▶ _WORK TO BE COMPLETED_: Repeat the listing below word for word, stopping after the line that contains "Target: blue sky".

▶ _INPUT RECORDS_:
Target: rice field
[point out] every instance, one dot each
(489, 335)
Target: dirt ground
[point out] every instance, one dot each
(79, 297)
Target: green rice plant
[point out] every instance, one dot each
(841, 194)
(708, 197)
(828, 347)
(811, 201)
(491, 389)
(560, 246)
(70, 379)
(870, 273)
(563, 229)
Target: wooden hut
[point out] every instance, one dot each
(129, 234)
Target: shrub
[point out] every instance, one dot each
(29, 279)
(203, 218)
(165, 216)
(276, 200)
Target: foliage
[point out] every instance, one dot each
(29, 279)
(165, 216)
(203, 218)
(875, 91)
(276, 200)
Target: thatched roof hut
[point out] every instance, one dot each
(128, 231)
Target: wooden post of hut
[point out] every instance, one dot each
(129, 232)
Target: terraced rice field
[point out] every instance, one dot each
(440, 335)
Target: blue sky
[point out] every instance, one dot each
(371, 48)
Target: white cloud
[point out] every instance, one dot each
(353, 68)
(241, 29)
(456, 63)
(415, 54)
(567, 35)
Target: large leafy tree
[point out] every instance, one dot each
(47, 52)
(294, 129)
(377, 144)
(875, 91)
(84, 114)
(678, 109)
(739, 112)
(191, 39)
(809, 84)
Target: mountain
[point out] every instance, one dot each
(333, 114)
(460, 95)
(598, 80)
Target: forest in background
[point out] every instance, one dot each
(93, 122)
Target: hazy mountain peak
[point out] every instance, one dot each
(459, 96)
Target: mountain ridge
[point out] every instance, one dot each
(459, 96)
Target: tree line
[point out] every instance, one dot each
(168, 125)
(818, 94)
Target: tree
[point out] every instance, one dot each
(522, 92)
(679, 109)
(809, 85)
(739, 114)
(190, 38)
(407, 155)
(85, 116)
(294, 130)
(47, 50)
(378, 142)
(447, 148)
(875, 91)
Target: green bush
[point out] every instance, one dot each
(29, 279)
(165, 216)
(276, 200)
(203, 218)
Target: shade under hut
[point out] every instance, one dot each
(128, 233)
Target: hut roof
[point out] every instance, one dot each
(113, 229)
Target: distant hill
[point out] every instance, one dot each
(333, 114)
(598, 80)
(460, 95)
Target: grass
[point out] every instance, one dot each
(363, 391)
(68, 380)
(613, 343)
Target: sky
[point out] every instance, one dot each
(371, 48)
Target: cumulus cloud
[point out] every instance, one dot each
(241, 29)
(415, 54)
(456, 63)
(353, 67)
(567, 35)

▶ _TASK RESULT_:
Target: rice field
[point out] every instance, one dot each
(489, 335)
Target: dirt ground
[point out] every instance, one dot each
(79, 297)
Target: green rice plant
[point out] every instance, one dot each
(841, 194)
(708, 197)
(828, 347)
(811, 201)
(491, 389)
(560, 246)
(70, 379)
(870, 273)
(563, 229)
Target: wooden hut
[point out] every instance, one dot each
(129, 234)
Target: shrub
[point out] every instance, one dot each
(29, 279)
(203, 218)
(165, 216)
(276, 200)
Target: foliage
[point out] every instance, one dot each
(29, 279)
(165, 216)
(203, 218)
(875, 91)
(276, 200)
Target: thatched roof hut
[point out] every instance, one dot each
(128, 231)
Target: wooden post of hut
[point out] every instance, one dot each
(129, 232)
Target: terraced rice field
[point out] every instance, one dot each
(440, 335)
Target: blue sky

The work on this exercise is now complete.